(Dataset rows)
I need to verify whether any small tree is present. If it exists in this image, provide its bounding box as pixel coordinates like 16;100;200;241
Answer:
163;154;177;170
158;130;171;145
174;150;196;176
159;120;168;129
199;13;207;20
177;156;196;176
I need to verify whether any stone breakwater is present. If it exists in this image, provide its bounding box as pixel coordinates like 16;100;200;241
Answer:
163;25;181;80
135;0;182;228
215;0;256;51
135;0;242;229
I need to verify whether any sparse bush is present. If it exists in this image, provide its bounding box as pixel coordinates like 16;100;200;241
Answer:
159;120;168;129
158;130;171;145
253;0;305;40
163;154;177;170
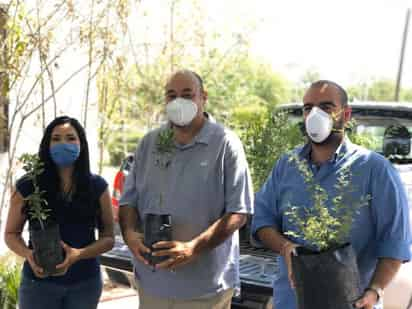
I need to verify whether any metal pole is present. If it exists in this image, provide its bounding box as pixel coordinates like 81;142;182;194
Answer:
395;8;411;101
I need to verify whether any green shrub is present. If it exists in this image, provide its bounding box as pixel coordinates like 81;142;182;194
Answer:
0;255;21;309
108;131;144;166
231;106;304;192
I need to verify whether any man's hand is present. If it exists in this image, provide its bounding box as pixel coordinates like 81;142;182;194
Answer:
280;241;299;289
152;241;197;270
56;241;81;276
125;232;150;265
355;291;378;309
26;250;46;278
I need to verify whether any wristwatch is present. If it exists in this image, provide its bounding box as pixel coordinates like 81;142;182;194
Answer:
365;286;384;302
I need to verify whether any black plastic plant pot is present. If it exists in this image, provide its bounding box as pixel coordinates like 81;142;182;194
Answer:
144;214;172;265
30;224;64;276
292;244;362;309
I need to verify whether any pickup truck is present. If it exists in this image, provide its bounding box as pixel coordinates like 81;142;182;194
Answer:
101;102;412;309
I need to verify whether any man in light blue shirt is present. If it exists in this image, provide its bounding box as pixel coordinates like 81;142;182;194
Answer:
252;81;411;309
119;70;253;309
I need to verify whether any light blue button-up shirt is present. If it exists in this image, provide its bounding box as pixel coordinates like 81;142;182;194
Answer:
252;139;411;309
119;118;253;299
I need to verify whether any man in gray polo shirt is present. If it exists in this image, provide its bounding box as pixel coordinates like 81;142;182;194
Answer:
119;70;253;309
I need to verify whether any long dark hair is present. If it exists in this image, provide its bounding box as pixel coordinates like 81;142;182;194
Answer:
39;116;91;200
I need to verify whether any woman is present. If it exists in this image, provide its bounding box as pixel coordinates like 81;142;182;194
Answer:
5;116;114;309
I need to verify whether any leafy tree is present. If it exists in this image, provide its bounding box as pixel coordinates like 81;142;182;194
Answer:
232;107;304;191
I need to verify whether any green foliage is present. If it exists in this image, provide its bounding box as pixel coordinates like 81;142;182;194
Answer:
0;255;21;309
345;119;380;151
19;153;50;229
154;128;176;208
156;128;175;154
285;154;370;251
199;52;290;125
230;106;304;191
107;130;144;167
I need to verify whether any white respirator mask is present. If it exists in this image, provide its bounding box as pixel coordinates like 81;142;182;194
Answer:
166;97;198;127
305;106;333;143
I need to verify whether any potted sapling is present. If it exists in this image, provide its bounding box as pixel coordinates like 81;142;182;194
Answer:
285;155;370;309
143;128;175;270
20;153;64;276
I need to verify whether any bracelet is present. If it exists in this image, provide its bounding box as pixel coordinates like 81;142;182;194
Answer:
364;286;383;302
279;240;292;256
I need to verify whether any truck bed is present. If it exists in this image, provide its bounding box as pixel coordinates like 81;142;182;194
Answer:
100;236;278;309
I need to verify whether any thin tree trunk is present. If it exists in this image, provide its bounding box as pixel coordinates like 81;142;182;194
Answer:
83;0;95;129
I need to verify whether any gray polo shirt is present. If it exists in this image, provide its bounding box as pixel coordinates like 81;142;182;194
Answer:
120;119;253;299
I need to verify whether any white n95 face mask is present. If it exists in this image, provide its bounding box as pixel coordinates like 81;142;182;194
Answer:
305;107;333;143
166;98;198;126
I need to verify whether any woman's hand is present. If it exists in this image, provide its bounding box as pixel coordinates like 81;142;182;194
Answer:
56;241;81;275
25;250;46;278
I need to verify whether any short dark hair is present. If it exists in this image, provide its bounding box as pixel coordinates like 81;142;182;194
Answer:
309;79;348;106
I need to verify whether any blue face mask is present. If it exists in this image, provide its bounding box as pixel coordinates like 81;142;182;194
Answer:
50;143;80;167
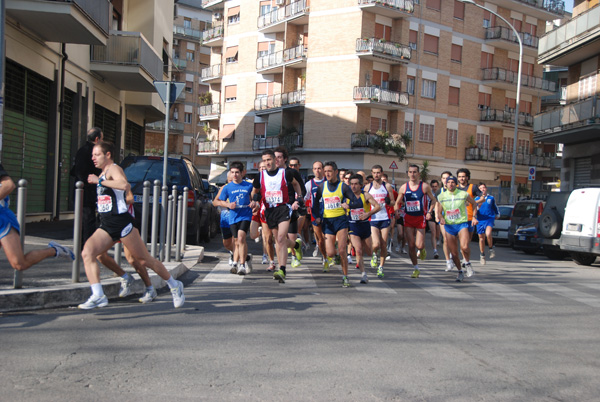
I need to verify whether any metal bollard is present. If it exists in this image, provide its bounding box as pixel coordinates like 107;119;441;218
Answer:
150;180;160;258
13;179;27;289
71;181;83;283
140;180;151;247
175;195;183;262
181;187;190;253
160;184;169;261
165;195;173;262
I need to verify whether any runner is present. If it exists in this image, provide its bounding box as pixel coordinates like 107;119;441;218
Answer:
367;165;396;278
435;176;477;282
78;142;185;310
394;164;436;278
475;183;500;265
250;149;302;283
346;174;381;284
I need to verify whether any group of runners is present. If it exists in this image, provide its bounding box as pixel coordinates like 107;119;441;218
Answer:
214;148;498;287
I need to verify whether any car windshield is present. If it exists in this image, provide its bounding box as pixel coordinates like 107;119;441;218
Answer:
123;159;188;186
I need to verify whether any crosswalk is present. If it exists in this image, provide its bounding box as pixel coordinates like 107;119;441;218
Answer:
201;257;600;308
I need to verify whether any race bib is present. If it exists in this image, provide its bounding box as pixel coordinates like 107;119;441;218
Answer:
98;195;112;213
265;190;283;204
325;196;342;209
406;201;421;212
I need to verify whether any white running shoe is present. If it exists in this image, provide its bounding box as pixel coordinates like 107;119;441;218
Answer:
171;281;185;308
77;295;108;310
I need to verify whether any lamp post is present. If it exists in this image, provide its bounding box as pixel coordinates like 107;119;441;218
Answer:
458;0;523;204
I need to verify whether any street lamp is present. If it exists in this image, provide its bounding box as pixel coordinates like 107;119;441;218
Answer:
458;0;523;204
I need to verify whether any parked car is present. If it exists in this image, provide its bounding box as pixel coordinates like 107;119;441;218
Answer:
121;156;219;244
492;205;514;243
508;200;544;246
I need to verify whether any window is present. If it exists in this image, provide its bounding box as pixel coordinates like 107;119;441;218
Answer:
423;34;440;54
421;80;436;99
406;75;415;95
448;87;460;106
450;43;462;63
419;124;435;142
446;128;458;147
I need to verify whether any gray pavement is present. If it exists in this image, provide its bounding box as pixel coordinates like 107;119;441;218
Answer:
0;220;204;312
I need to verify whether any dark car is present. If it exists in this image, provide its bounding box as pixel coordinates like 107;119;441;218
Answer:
121;156;219;244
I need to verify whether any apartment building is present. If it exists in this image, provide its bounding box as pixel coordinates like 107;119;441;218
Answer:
1;0;173;220
534;0;600;191
197;0;564;196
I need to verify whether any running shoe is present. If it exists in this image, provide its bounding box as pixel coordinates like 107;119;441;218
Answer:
77;295;108;310
119;275;133;297
139;288;158;303
171;281;185;308
48;241;75;261
273;269;285;283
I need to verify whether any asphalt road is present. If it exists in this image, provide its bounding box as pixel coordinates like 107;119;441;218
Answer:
0;239;600;401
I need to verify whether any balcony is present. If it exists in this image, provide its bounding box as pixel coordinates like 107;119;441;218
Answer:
533;95;600;144
358;0;415;19
252;134;304;151
90;31;164;92
485;27;540;57
465;147;556;168
256;45;308;74
200;25;223;47
146;120;185;134
354;86;408;110
197;141;219;155
538;7;600;67
489;0;565;21
257;0;309;33
200;64;223;83
3;0;112;46
479;109;533;128
481;67;558;96
198;103;221;121
356;38;411;64
254;90;306;114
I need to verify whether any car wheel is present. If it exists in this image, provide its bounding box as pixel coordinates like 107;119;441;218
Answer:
539;209;561;239
571;253;596;265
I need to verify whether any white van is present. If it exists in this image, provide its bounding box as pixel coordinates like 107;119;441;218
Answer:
559;188;600;265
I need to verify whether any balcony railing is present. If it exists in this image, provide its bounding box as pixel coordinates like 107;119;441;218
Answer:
258;0;308;29
90;31;163;81
254;89;306;110
481;67;557;92
252;134;304;151
480;109;533;127
198;141;219;154
533;95;600;133
354;86;408;106
485;27;540;49
356;38;411;61
256;45;308;70
358;0;415;14
465;147;556;167
200;64;221;80
198;103;221;117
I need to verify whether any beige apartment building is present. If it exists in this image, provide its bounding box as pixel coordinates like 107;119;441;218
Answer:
1;0;174;220
201;0;564;198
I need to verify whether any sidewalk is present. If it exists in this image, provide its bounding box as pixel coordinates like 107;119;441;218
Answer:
0;220;204;312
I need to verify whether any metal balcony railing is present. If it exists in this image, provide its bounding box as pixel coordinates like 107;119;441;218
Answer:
258;0;308;29
354;86;408;106
481;67;558;92
356;38;411;61
533;95;600;133
256;45;308;69
90;31;163;81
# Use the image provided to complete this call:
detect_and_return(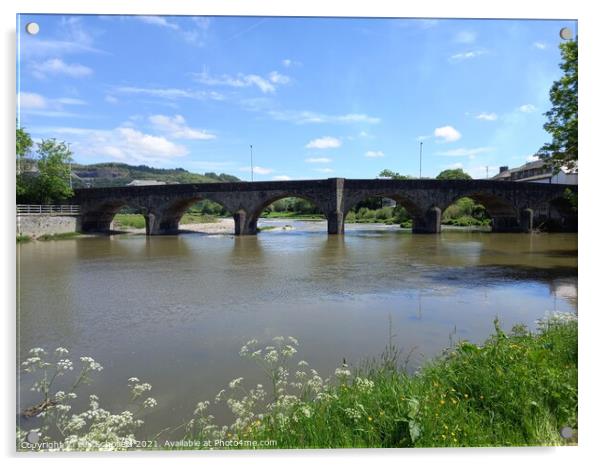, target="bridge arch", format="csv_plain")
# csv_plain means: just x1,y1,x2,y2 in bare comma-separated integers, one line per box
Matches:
79,198,150,234
248,191,328,231
153,193,236,234
343,191,441,233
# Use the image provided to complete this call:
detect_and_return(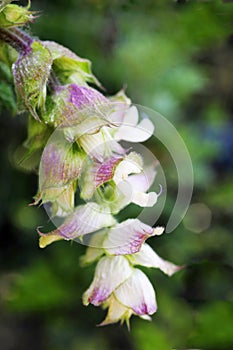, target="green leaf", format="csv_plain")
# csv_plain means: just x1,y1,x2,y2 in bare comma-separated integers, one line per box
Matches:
0,0,34,28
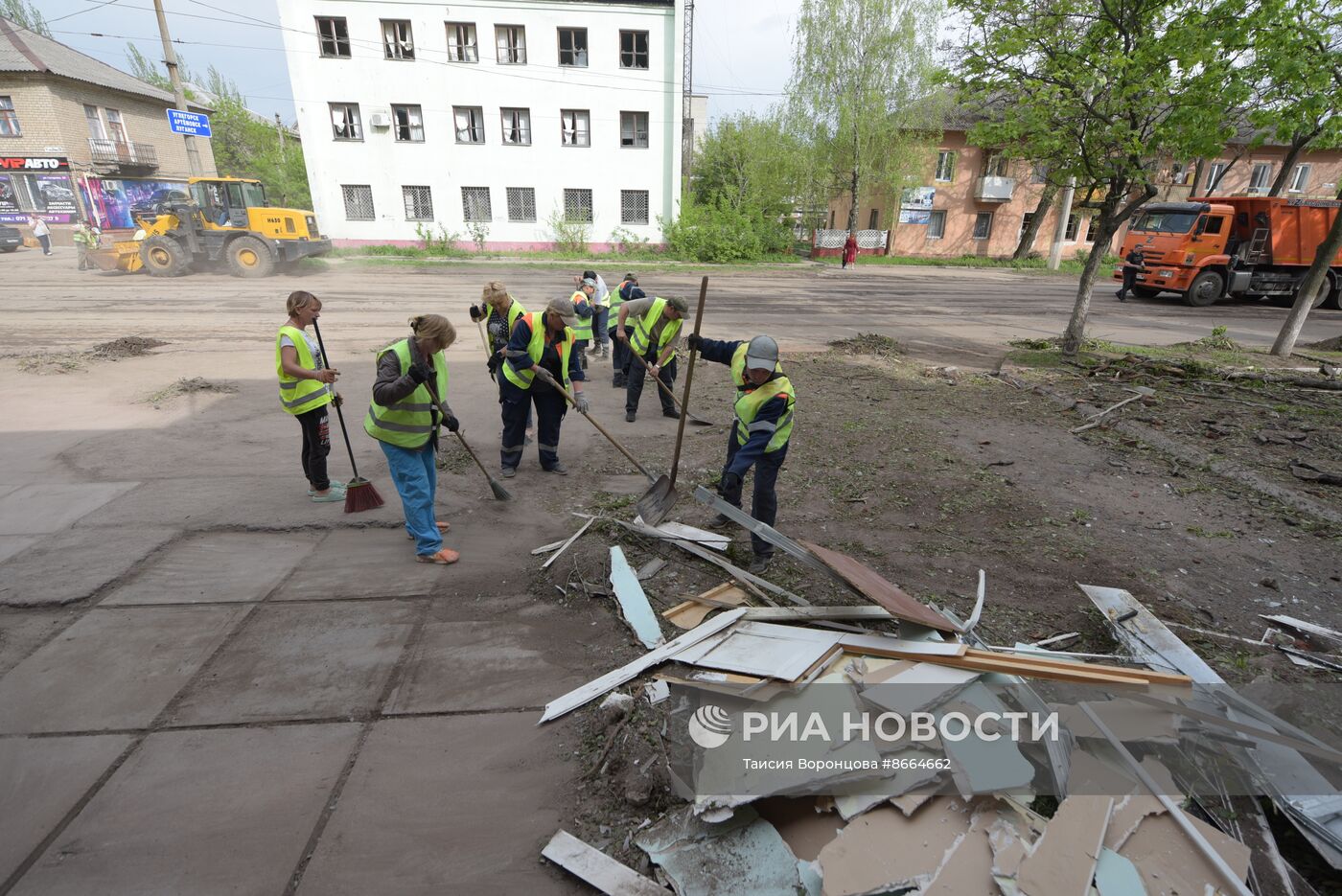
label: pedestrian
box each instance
[614,296,690,423]
[499,299,588,479]
[607,274,643,389]
[28,215,51,255]
[1117,245,1146,302]
[569,278,596,370]
[363,314,460,564]
[73,221,98,271]
[688,335,798,574]
[842,231,858,267]
[275,289,345,504]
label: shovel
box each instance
[635,278,708,526]
[630,352,717,426]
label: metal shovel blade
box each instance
[634,476,681,526]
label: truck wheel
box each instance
[140,235,191,276]
[1184,271,1225,309]
[228,236,275,278]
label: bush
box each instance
[659,202,792,263]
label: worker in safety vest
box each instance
[607,274,643,389]
[363,314,460,564]
[569,278,596,370]
[275,289,345,504]
[614,296,690,423]
[499,299,588,479]
[688,335,798,573]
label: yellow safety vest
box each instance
[363,338,447,448]
[731,345,798,452]
[630,299,684,361]
[275,325,335,417]
[503,311,574,389]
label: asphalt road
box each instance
[0,248,1342,366]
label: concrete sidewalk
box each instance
[0,356,623,896]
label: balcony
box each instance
[88,137,158,172]
[974,175,1016,202]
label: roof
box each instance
[0,17,204,108]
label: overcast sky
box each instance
[36,0,799,121]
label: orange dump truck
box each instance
[1114,195,1342,309]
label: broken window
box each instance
[316,16,349,59]
[560,28,587,68]
[392,106,424,144]
[447,21,480,61]
[330,103,363,140]
[499,108,531,147]
[382,19,415,59]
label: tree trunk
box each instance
[1010,181,1057,262]
[1272,202,1342,358]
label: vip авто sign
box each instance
[168,108,209,137]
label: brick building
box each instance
[0,17,216,244]
[826,130,1342,258]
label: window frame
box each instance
[443,21,480,64]
[312,16,353,59]
[620,28,652,71]
[494,24,526,66]
[554,26,591,68]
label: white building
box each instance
[279,0,682,249]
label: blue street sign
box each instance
[168,108,209,137]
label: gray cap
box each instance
[544,299,578,328]
[746,336,778,370]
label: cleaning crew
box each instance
[607,274,643,389]
[363,314,460,564]
[688,335,798,574]
[499,299,588,479]
[614,296,690,423]
[275,289,345,504]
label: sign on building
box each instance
[168,108,209,137]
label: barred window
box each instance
[507,187,536,221]
[462,187,494,221]
[620,113,648,149]
[564,188,591,222]
[339,184,373,221]
[402,187,433,221]
[499,108,531,147]
[620,189,648,224]
[452,106,484,144]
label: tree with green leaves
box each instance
[950,0,1247,355]
[788,0,945,231]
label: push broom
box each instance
[312,321,386,514]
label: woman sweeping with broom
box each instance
[363,314,460,563]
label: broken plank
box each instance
[541,830,670,896]
[611,544,665,651]
[541,517,594,568]
[537,610,745,724]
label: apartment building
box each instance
[0,19,215,237]
[279,0,682,249]
[828,130,1342,258]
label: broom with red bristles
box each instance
[312,319,386,514]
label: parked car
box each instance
[0,224,23,252]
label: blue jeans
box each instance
[377,440,443,557]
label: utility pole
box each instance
[1048,177,1078,271]
[154,0,205,177]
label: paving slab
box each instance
[383,607,593,714]
[169,601,420,724]
[298,712,591,896]
[101,533,321,607]
[0,734,134,883]
[0,481,140,535]
[0,605,248,734]
[13,724,357,896]
[0,526,178,607]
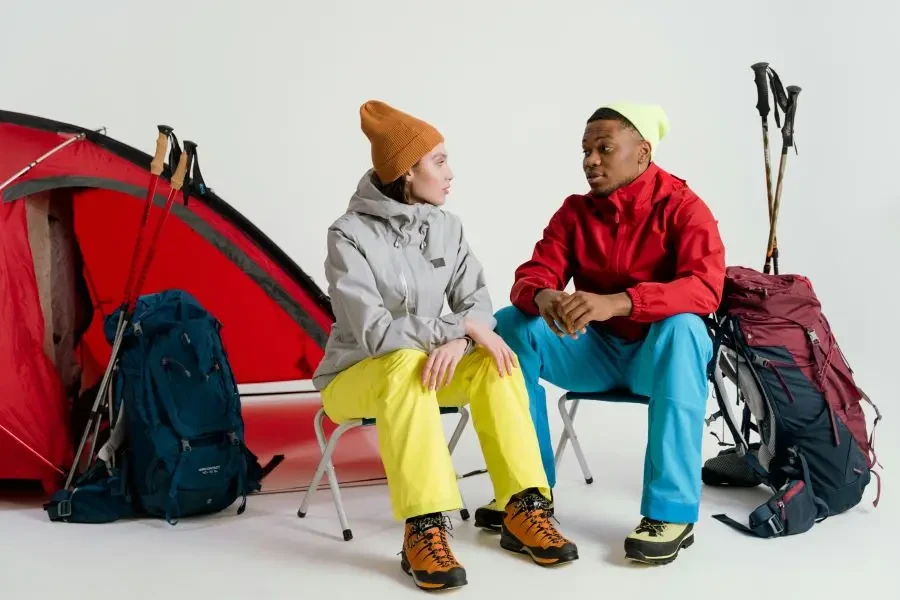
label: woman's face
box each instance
[406,142,453,206]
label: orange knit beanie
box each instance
[359,100,444,183]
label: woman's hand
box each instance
[422,339,469,390]
[466,319,519,377]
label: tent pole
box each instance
[0,425,65,475]
[0,133,85,192]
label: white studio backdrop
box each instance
[0,0,900,464]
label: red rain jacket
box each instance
[510,164,725,341]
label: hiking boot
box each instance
[625,517,694,565]
[475,492,553,533]
[400,515,467,590]
[500,491,578,567]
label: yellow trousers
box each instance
[322,347,550,520]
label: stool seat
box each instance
[565,388,650,404]
[360,406,460,425]
[554,388,650,484]
[297,406,469,542]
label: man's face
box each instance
[581,120,650,196]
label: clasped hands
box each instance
[534,289,632,339]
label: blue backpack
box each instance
[44,290,281,524]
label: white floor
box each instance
[0,398,900,600]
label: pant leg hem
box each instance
[641,498,700,524]
[394,496,463,521]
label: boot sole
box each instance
[400,556,469,592]
[625,532,694,565]
[500,532,578,567]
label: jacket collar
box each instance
[587,163,680,223]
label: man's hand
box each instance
[534,289,569,337]
[466,319,519,377]
[558,292,632,336]
[422,339,469,390]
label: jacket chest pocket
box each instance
[402,247,450,317]
[366,246,412,318]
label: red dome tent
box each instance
[0,111,340,490]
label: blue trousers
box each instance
[496,306,712,523]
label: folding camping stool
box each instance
[553,389,648,484]
[297,406,469,542]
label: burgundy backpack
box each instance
[703,267,881,537]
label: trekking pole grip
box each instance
[150,125,173,176]
[781,85,800,149]
[170,145,188,191]
[750,62,769,119]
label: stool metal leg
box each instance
[447,406,470,521]
[297,408,362,541]
[556,395,594,484]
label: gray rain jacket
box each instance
[313,170,496,390]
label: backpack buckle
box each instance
[766,512,784,536]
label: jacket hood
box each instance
[347,169,440,228]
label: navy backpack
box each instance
[44,290,282,524]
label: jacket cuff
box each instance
[440,315,466,344]
[510,281,552,315]
[625,286,646,321]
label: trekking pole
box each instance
[750,62,773,253]
[128,140,197,314]
[65,125,178,489]
[88,148,189,476]
[763,85,800,275]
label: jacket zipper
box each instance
[403,247,419,313]
[613,213,628,274]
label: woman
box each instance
[313,101,578,590]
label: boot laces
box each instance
[516,494,567,545]
[410,515,456,568]
[634,517,666,537]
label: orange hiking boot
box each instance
[500,490,578,567]
[400,515,467,590]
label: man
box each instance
[476,104,725,564]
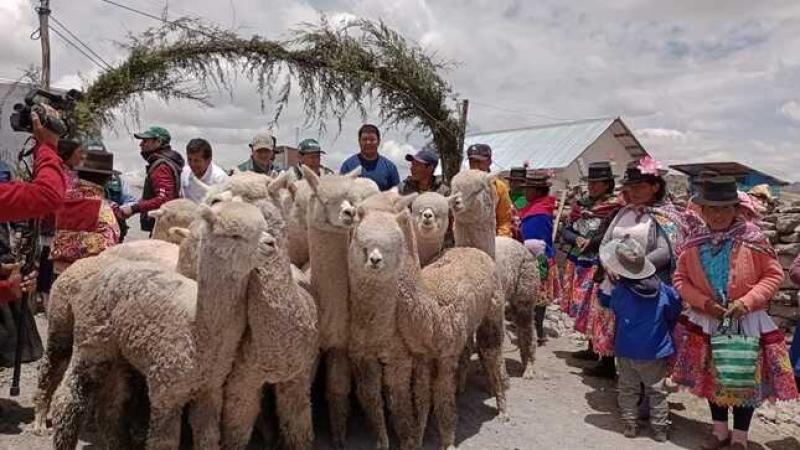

## [GOAL]
Return, without any alteration, the lines of the records that begin with the line containing "I need to verify whether any truck" and continue through the line containing "100;236;278;309", both included.

## [FINISHED EXERCISE]
I need to verify whether any truck bed is present. If it exists in this image, provide its bounding box as pixel coordinates like 81;142;182;194
Answer:
100;236;278;309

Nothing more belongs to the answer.